### [Prompt]
The required output is the line containing "Each instance of the bleached" through the final line of the material below, printed exactly, with no other lines.

---------- Information shown ----------

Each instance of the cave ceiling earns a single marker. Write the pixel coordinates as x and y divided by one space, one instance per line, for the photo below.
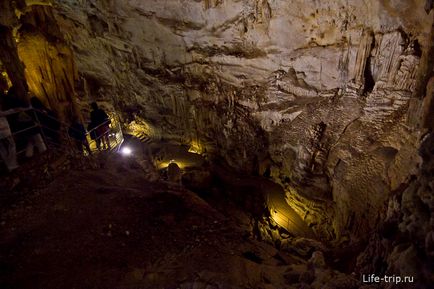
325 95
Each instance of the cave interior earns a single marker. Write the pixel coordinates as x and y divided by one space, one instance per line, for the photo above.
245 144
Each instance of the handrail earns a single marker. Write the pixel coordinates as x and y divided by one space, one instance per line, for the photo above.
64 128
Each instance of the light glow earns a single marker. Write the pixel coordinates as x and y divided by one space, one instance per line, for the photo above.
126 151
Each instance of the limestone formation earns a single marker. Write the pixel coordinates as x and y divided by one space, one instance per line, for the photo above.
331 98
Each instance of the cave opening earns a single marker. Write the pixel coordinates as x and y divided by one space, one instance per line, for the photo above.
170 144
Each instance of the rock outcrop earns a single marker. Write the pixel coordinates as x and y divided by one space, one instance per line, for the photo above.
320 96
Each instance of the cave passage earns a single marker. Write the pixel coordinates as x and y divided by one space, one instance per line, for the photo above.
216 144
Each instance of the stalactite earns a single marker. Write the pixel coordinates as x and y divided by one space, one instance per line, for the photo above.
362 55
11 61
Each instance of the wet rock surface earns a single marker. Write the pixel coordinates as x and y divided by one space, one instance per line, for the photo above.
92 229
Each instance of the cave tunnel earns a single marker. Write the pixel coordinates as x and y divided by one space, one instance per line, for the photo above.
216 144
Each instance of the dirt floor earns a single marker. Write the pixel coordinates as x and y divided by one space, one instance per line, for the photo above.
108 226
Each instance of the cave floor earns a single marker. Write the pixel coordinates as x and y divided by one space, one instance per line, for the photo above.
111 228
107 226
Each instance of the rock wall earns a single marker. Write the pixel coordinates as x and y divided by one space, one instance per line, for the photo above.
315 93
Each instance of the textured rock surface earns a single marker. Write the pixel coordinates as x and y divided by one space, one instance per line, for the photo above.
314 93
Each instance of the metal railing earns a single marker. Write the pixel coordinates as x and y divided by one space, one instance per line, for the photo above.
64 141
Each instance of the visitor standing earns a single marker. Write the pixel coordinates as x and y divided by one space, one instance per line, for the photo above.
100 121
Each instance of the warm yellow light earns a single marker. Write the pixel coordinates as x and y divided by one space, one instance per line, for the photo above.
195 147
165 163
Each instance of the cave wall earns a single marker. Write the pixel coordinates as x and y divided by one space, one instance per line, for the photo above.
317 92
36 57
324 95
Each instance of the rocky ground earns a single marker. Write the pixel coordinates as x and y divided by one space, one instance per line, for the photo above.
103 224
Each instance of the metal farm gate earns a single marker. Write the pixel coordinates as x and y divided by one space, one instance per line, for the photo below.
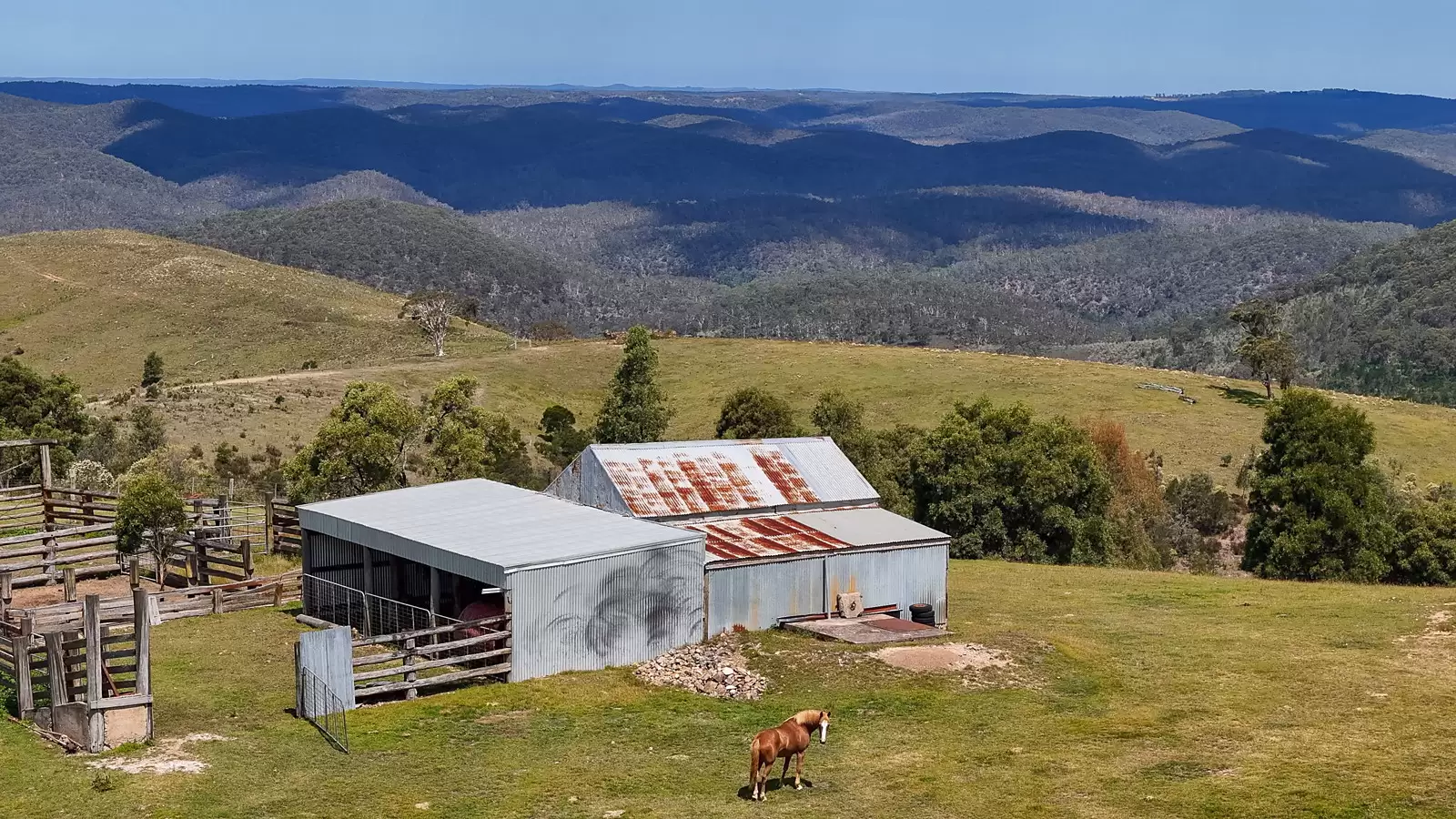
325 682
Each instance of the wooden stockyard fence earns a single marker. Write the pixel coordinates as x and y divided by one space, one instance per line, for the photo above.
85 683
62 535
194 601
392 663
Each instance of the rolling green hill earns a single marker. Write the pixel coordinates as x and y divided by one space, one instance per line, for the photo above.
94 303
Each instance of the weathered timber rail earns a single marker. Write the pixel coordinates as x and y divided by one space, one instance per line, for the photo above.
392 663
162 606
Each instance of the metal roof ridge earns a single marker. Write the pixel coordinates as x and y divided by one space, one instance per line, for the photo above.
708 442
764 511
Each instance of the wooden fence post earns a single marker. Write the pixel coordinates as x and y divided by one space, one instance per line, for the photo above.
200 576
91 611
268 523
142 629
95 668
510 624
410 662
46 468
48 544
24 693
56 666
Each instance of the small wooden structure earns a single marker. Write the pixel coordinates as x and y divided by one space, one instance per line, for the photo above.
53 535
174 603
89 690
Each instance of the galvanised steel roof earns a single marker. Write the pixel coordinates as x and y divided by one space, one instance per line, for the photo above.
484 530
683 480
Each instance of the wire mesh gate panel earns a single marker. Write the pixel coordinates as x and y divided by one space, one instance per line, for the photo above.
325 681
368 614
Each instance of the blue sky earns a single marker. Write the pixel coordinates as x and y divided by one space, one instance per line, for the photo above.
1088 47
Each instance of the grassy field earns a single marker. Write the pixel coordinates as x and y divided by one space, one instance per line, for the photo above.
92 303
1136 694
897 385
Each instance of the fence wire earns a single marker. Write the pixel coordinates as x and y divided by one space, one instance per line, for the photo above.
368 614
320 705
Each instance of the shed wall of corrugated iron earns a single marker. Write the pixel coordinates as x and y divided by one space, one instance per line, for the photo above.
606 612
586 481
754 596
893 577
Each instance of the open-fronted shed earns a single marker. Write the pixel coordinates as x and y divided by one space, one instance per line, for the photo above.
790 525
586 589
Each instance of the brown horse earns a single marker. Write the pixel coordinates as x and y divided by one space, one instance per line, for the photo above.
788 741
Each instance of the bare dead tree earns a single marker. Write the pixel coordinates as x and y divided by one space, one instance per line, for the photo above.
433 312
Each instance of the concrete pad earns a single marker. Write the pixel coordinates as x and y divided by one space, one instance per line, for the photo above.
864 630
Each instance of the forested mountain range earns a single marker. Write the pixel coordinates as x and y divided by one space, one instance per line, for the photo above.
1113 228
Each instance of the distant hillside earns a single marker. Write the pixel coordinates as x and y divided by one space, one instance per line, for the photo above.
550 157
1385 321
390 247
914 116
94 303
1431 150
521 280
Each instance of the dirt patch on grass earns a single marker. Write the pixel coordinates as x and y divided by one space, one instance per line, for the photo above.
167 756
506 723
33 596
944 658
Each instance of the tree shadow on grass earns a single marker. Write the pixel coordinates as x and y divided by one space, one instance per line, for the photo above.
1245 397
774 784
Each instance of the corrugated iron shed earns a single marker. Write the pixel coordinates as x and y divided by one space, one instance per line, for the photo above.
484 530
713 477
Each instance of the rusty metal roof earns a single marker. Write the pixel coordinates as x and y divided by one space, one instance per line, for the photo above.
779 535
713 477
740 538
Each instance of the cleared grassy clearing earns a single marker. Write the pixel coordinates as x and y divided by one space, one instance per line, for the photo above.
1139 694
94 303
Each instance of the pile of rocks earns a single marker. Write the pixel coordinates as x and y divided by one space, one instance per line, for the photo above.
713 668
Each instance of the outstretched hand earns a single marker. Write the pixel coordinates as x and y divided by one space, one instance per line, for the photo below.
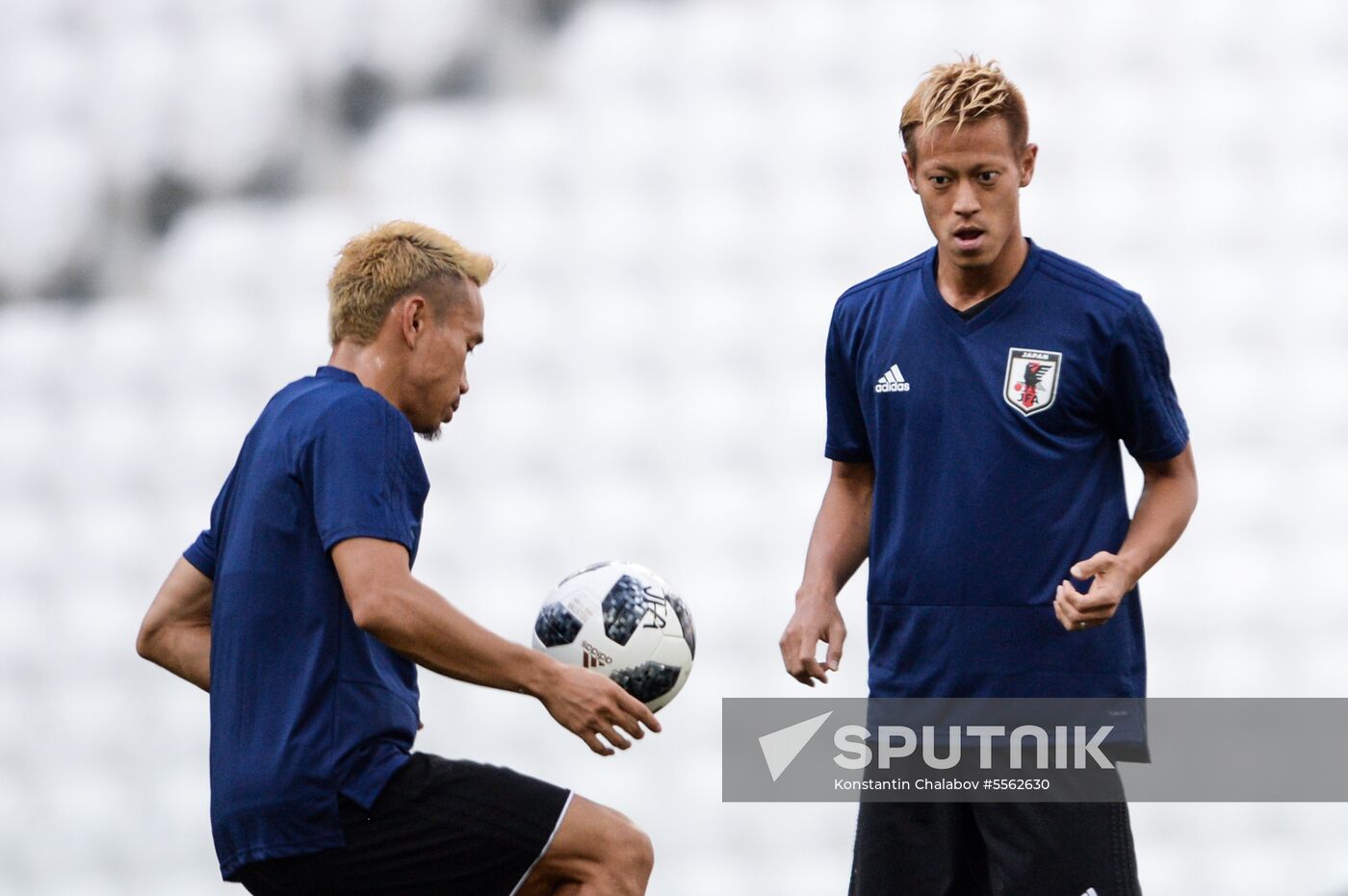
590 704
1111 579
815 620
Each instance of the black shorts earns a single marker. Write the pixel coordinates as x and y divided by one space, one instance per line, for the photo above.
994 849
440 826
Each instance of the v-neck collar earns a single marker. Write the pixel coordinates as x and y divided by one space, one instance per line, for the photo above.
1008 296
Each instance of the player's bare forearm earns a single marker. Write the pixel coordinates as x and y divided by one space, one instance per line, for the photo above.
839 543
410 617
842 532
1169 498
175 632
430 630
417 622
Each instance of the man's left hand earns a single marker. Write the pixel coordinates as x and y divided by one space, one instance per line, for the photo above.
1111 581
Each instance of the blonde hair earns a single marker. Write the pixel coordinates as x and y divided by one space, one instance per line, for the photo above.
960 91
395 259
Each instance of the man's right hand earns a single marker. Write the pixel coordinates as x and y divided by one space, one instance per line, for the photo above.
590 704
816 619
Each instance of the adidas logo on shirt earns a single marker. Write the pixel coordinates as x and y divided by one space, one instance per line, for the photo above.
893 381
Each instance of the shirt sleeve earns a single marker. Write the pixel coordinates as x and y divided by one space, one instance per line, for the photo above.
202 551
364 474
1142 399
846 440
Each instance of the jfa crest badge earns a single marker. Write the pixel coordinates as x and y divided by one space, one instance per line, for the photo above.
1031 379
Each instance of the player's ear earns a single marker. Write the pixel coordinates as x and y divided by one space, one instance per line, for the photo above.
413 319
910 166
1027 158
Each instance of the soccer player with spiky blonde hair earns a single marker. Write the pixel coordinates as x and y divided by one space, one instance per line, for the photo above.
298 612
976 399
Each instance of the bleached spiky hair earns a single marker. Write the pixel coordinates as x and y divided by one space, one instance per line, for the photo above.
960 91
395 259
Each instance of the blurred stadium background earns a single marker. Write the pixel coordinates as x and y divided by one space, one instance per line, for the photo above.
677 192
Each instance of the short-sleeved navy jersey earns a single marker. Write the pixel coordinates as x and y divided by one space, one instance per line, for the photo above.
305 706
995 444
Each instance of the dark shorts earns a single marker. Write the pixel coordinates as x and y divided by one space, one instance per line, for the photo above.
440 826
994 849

----------

### [Exercise result]
Each instance of the bleached spiky hair earns a single marker. Write the pixel coordinates as x and y divided by one space, one instance per line, for the photo above.
960 91
395 259
Each instance of the blurred stadium background earns a single marker. Write the pixel coordinates as x and y divided by one space, one instance per line, for the photo above.
677 192
Each instance of the short-sleeved navy jersey earns a single marker. Write the pixel coordinates as x and y divided by one space, one instance per line, for the photo above.
305 706
995 444
Each instance of the dark shorts earns a single marker. Write the pixel coordinates as x and y divided by one space, one instance per line, for the photo above.
440 826
994 849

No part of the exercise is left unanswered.